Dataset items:

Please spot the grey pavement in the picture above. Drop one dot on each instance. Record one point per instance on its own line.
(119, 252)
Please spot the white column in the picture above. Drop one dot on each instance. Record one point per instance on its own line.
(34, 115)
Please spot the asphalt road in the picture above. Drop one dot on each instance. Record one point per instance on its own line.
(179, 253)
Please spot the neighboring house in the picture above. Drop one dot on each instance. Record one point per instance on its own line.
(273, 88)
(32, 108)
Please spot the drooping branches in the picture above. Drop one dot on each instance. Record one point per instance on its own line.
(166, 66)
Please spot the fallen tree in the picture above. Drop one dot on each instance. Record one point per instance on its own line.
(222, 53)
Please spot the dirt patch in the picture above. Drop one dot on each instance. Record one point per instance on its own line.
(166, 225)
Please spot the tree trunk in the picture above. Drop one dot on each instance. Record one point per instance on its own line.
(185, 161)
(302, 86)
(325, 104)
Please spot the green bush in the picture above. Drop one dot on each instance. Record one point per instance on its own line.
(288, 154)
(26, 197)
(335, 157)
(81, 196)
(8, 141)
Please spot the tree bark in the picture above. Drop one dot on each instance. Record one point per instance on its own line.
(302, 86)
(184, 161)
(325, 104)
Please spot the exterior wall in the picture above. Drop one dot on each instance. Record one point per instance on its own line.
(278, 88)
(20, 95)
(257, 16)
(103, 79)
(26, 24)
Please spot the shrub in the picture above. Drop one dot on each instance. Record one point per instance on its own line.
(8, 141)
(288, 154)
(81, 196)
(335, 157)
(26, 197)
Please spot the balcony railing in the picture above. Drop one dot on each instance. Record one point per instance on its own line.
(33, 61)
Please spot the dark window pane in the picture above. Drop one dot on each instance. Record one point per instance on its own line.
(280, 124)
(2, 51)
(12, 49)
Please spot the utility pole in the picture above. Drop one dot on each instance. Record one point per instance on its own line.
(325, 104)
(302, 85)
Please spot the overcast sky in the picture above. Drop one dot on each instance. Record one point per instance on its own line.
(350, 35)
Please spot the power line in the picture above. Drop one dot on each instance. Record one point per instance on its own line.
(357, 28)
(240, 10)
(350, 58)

## Exercise objective
Copy out the data exactly, keeping each line whole.

## Solution
Please spot the grey pavement in the picture above. Drop one dot on each instance. Record one point per instance on its own line.
(119, 252)
Please spot the white column in the picture above. Drop one dot on each instance. Record one point per instance on its own line.
(34, 115)
Please spot the asphalt road in the picture above. Drop one dot on each instance. Record one point per instance on its own line.
(179, 253)
Please spot the neighboring house in the picture above. Drop one dot on each instance. Record one point per instance on its own line.
(273, 88)
(32, 108)
Please spot the drooping branches in the picture above. Drop one dot on each instance. Record one point per instance on its own line.
(166, 66)
Please spot the fallen tree in the picture above. Drop one dot on each instance. Record one point per instance on its own line.
(222, 53)
Please spot the dirt patch in the picture above. Drop one dot on each instance. Record one point per instance on its own line.
(166, 225)
Please spot the tree trunk in the picture above. Drop one dot on each instance. Record one point per instance on its own line.
(185, 161)
(302, 86)
(325, 104)
Please spot the green bush in the picture above. Drop one dot on each instance. Record one point per instance on its own line.
(288, 154)
(26, 197)
(335, 157)
(81, 196)
(8, 141)
Please spot the tree bark in the picture above. Drop one dot on each instance. Record one point per instance on its own line.
(302, 86)
(184, 161)
(325, 104)
Please spot the exterior wall in the picture above. Drop one dot on each instance. Record one point per instance on its own line.
(278, 88)
(20, 95)
(257, 16)
(103, 79)
(26, 24)
Please spot the shrub in the picture above. Drop one dot on each instance. Record one point per instance on its own line.
(8, 141)
(288, 154)
(81, 196)
(335, 157)
(26, 197)
Please spot the balcony railing in the picture above. Drop one dot on each instance. Record one point per instance on its own line.
(33, 61)
Please spot the dark window pane in the picture above. Drop one dot on each instance. Record one point per instance on its own line.
(280, 124)
(2, 51)
(12, 49)
Please spot the utility pole in the picture above. Drop one dot on each instance. Record one point per instance on its own line.
(325, 104)
(302, 85)
Please spot the overcast sky in the picture above. Drop one dot on each instance. Record one point per instance on its own line.
(350, 35)
Please spot the power line in the picture above. Drop one dot on each instance. Record one point per instance on its own line.
(357, 28)
(240, 10)
(350, 58)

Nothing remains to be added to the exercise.